### Source extract
╭──

Non Metric Space (Approximate) Library in R

(This article was first published on mlampros, and kindly contributed to R-bloggers)

The nmslibR package is a wrapper of NMSLIB, which according to the authors “… is a similarity search library and a toolkit for evaluation of similarity search methods. The goal of the project is to create an effective and comprehensive toolkit for searching in generic non-metric spaces. Being comprehensive is important, because no single method is likely to be sufficient in all cases. Also note that exact solutions are hardly efficient in high dimensions and/or non-metric spaces. Hence, the main focus is on approximate methods”.

I’ve searched for some time (before wrapping NMSLIB) for a nearest neighbor library which can work with high dimensional data and can scale with big datasets. I’ve already written a package for k-nearest-neighbor search (KernelKnn), however, it’s based on brute force and unfortunately, it requires a certain computation time if the data consists of many rows. The nmslibR package, besides the main functionality of the NMSLIB python library, also includes an Approximate Kernel k-nearest function, which as I will show in the next lines is both fast and accurate. A comparison of NMSLIB with other popular approximate k-nearest-neighbor methods can be found here.

The NMSLIB Library,

is a collection of search methods for generic spaces
has both metric and non-metric search algorithms
has both exact and approximate search algorithms
is an evaluation toolkit that simplifies experimentation and processing of results
is extensible (new spaces and methods can be added)
It was designed to be efficient

Details can be found in the NMSLIB-manual.

The nmslibR package

The nmslibR package includes the following R6-class / functions,

class

NMSlib
Knn_Query()
knn_Query_Batch()
save_Index()

functions

KernelKnn_nmslib()

KernelKnnCV_nmslib()

dgCMatrix_2scipy_sparse()

mat_2scipy_sparse()

The package documentation includes details and examples for the R6-class and functions. I’ll start explaining how a user can work with sparse matrices as the input can also be a python sparse matrix.

╰──

### Entries supplied

╭──

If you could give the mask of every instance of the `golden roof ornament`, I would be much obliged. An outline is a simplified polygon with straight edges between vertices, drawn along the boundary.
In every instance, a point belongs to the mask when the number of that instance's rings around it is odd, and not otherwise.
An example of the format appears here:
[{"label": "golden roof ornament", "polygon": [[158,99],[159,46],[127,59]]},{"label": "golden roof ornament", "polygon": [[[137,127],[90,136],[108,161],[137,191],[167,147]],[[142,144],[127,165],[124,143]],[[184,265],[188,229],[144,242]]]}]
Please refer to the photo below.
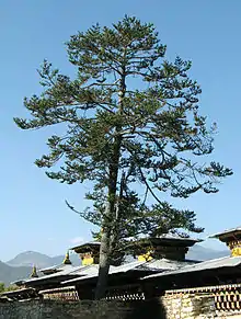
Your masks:
[{"label": "golden roof ornament", "polygon": [[62,263],[64,263],[64,264],[72,264],[71,261],[70,261],[70,259],[69,259],[69,251],[67,251],[66,257],[65,257]]}]

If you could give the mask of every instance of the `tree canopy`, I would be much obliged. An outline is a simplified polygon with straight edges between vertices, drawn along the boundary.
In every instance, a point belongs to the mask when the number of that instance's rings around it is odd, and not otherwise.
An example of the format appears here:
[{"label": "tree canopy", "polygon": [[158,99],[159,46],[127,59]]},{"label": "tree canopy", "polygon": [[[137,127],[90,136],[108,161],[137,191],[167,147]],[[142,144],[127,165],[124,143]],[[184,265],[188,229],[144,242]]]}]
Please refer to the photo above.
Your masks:
[{"label": "tree canopy", "polygon": [[80,214],[102,227],[97,297],[124,238],[203,230],[194,212],[173,208],[163,193],[216,193],[220,179],[232,173],[200,161],[214,150],[215,126],[208,128],[199,114],[202,90],[188,77],[191,61],[170,62],[165,50],[154,26],[136,18],[93,25],[67,43],[76,77],[45,60],[38,70],[43,93],[24,99],[31,117],[14,118],[23,129],[65,124],[36,164],[61,183],[93,184],[87,194],[93,205]]}]

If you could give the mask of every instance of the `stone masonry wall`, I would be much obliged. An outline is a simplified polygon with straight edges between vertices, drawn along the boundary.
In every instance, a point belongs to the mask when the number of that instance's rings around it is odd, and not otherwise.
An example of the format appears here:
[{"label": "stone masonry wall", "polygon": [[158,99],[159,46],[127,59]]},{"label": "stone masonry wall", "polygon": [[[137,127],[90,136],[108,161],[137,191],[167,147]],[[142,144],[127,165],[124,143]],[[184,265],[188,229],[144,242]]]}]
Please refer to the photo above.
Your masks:
[{"label": "stone masonry wall", "polygon": [[[238,316],[238,317],[237,317]],[[0,304],[0,319],[225,319],[240,315],[217,312],[213,296],[165,294],[134,303],[25,301]]]},{"label": "stone masonry wall", "polygon": [[161,297],[161,303],[167,310],[167,319],[218,318],[211,296],[167,294]]}]

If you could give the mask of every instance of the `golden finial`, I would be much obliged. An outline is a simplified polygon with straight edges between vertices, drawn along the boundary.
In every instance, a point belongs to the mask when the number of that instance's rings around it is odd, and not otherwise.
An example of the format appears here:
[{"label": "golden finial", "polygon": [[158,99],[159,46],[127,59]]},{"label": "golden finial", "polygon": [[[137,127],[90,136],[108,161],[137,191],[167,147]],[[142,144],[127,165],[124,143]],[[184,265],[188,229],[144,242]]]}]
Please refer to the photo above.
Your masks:
[{"label": "golden finial", "polygon": [[62,263],[64,263],[64,264],[71,264],[71,261],[70,261],[70,259],[69,259],[69,251],[67,251],[66,257],[65,257]]}]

╰──

Decide whether each statement below agrees with the nmslibR article above. For each, answer yes or no and quote the words of the article that settle it.
1. The earlier KernelKnn package relies on brute force.
2. NMSLIB offers only approximate search algorithms.
3. New spaces and methods can be added to NMSLIB.

1. Yes: "it’s based on brute force"
2. No: "has both exact and approximate search algorithms"
3. Yes: "is extensible (new spaces and methods can be added)"